[UPDATE 6:10am: No change to Community Transit’s service this morning.]

[UPDATE 7:53pm: ST Routes 545 and 560 also will miss some stops in Seattle.]

Here’s Metro’s full press release on the subject. Money quote:

“We decided Sunday night to be proactive, even though we know how unpredictable snowfall can be in King County,” said Metro General Manager Kevin Desmond. “We would rather be over prepared than have buses stuck on regular routes during the middle of a snowy commute in the morning or afternoon.”]

In a pre-emptive move, Metro just announced that all routes will use their snow routing on Monday morning. Take a moment to re-familiarize yourself with your route’s snow route.

Updates will be at Metro’s adverse weather page. We’re told that more information will follow, so check back here.

47 Replies to “ALERT: Snow Routing Monday Morning”

  1. Are we expecting more (make that, any) snow tonight?

    Here on Queen Anne the only snow I’ve seen today has been scattered flurries that melt instantly on the ground. Snow routes will really mess up the 2/13. Since the 3 doesn’t have a snow route, is it cancelled?

    Sounds like a CYA overreaction to me…

    1. National Weather Service is now calling for 1-3 inches of accumulation. Cliff Mass (local UW weather guru) is leaning towards there not being enough moisture to lead to anything significant. After Snowpocalypse I can sympathize with a CYA overreaction if the NWS is calling it, though. At the least I’m betting the head of SDOT isn’t starting Thanksgiving vacation early :)

    2. There are three alerts for #3. No First Hill, no north of Boston, and something about Taylor. It looks like the bus goes north to Valley, then no service up the hill, then a shuttle at the top. If I’m reading it right you’d have to take the 1/2/13 down the hill.

    3. It takes a long time to chain up over 1000 buses, you know. If Metro waited until they actually saw snow, the buses would already be out on the road, and maintenance trucks would need to drive out an chain the buses in the field.

  2. There’s going to be some angry missed passengers if there’s no snow on some of those snow routes. People passed up in the cold on a dry day tend to get cranky.

    1. There will also be a lot of angry people waiting at bus stops along the snow route who’s bus will never come because Metro, sometime during the day, switched back to regular route.

      1. That’s been one of the major challenges I’ve seen in the past – the bus will switch back to the regular route without any kind of notice.

      2. No, they’ll be waiting at bus stops along the snow route because they didn’t check to see whether their bus was still on the snow route before heading for their bus stop.

        At any rate – most snow routes are also part of the regular route. It’s the people waiting along stretches of the regular route that get bypassed due to snow routing that will be left at the curb.
-- -- --
■ **Work required**
Reproduce the part of the Metro snow-routing alert word for word, starting with "47 Replies to" and going on through "vacation early :)".

■ **Records supplied**
-- -- --
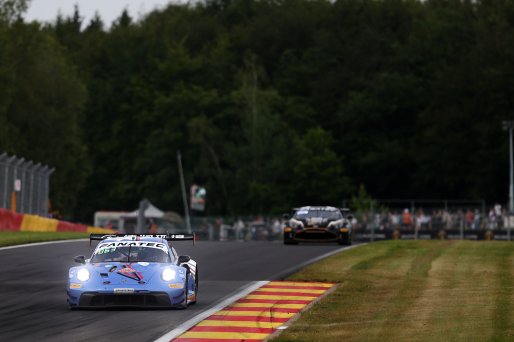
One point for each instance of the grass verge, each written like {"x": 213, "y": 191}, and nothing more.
{"x": 412, "y": 291}
{"x": 19, "y": 238}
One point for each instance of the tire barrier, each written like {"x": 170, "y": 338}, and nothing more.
{"x": 10, "y": 221}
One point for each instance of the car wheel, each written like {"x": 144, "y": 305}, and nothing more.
{"x": 196, "y": 286}
{"x": 183, "y": 305}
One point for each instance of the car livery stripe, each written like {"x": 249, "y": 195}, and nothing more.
{"x": 258, "y": 315}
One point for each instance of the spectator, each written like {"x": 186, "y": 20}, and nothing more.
{"x": 394, "y": 218}
{"x": 406, "y": 219}
{"x": 498, "y": 215}
{"x": 447, "y": 220}
{"x": 492, "y": 219}
{"x": 477, "y": 221}
{"x": 470, "y": 217}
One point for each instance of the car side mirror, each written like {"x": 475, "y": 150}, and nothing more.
{"x": 80, "y": 259}
{"x": 183, "y": 259}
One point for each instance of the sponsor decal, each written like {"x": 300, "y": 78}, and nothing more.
-- -- --
■ **Complete output**
47 Replies to “ALERT: Snow Routing Monday Morning”

  1. Are we expecting more (make that, any) snow tonight?

    Here on Queen Anne the only snow I’ve seen today has been scattered flurries that melt instantly on the ground. Snow routes will really mess up the 2/13. Since the 3 doesn’t have a snow route, is it cancelled?

    Sounds like a CYA overreaction to me…

    1. National Weather Service is now calling for 1-3 inches of accumulation. Cliff Mass (local UW weather guru) is leaning towards there not being enough moisture to lead to anything significant. After Snowpocalypse I can sympathize with a CYA overreaction if the NWS is calling it, though. At the least I’m betting the head of SDOT isn’t starting Thanksgiving vacation early :)